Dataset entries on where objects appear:

★ ★ ★ ★ ★ ★ ★

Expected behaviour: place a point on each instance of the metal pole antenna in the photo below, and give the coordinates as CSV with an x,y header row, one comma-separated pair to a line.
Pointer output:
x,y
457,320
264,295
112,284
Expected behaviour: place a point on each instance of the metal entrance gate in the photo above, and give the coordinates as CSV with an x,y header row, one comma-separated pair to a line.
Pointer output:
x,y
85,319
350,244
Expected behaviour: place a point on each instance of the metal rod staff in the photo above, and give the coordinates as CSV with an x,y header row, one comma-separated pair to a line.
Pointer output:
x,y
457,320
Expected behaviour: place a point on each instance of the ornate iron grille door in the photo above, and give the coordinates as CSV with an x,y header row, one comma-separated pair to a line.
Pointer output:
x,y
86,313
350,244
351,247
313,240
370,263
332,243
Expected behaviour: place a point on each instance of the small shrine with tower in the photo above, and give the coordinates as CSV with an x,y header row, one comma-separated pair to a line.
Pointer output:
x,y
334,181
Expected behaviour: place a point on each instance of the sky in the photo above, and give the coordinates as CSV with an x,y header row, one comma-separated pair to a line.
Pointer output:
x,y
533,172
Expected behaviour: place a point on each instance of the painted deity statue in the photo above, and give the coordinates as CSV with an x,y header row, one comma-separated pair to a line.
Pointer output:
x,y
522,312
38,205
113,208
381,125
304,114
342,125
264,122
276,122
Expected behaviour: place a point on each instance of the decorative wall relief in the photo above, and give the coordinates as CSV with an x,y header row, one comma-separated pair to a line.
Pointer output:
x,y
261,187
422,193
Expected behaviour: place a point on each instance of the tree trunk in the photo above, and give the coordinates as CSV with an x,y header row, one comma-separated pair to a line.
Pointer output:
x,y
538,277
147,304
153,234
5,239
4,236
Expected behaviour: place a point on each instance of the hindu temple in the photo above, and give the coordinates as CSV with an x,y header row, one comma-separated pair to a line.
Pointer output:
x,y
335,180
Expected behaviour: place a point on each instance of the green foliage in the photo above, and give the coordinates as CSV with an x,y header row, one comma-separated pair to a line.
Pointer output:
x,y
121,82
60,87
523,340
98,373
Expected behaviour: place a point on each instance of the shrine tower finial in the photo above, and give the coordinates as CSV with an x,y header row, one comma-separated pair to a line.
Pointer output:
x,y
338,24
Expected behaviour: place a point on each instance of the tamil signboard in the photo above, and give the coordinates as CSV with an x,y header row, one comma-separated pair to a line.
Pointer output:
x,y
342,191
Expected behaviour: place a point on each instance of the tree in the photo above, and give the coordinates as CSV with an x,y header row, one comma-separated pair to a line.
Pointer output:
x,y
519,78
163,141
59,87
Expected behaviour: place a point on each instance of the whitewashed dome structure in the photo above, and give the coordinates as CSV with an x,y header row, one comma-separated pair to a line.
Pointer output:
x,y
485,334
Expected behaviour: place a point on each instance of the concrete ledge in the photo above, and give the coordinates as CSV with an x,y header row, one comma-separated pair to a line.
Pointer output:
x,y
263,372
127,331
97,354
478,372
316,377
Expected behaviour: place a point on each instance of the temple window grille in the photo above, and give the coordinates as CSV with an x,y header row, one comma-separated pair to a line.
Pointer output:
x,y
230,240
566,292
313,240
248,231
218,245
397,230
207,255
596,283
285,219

★ ★ ★ ★ ★ ★ ★

Recast everything from the line containing "Expected behaviour: place a point on each instance of the hindu" down to the end of the entries as a two-column CSV headed input and output. Give one row per entry, with its text under input and its answer under output, each in a single quoted field with every line break replaced by a space.

● Output of the exercise:
input,output
"Expected behaviour: place a point on each instance of the hindu temple in the photo above, and give the coordinates as CSV with an x,y header row, one comma-separated pair to a line. Pointer output:","x,y 335,180"
"Expected behaviour: place a point on each instance of the green foliage in the photo above, and give the coordinates as CSV with an x,y header row, one comma-separated pair to a line. Pointer output:","x,y 121,82 60,87 523,340 98,373"
"Expected behaviour: place a point on each instance of the shrine tower finial in the photo above, and give the coordinates as CSV with an x,y header row, one comma-separated pair to a line. Pointer output:","x,y 338,24"
"Expected behaviour: place a point on each instance of the tamil signboard in the photo above, and give the coordinates as CSV with an x,y header row, one comma-separated pair to a line. Pointer output:","x,y 342,191"
"Expected behaviour: place a point on each instance of the tree in the photo above, and give the coordinates as CSV with an x,y header row, one comma-separated pair to a line. Pointer output:","x,y 519,78 163,141 59,87"
"Expected behaviour: place a point on each instance of the whitewashed dome structure in the photo above, and give the coordinates as CSV with an x,y header row, one comma-separated pair to a line. Pointer output:","x,y 485,334"
"Expected behaviour: place a point on each instance of the concrete ledge in the photo above, and give the coordinates as CSV with an x,y header row, one comma-separated pair to a line. Pointer output:","x,y 263,372 127,331 97,354 478,372 316,377"
"Expected behaviour: place a point on each instance of the temple window grille in the photo above, and give the coordinates as CSV with an x,y header row, one comma-separated pair to a line. Pointer output:","x,y 230,240 566,292 313,240 248,231 218,245 397,230 207,255 596,283 285,219"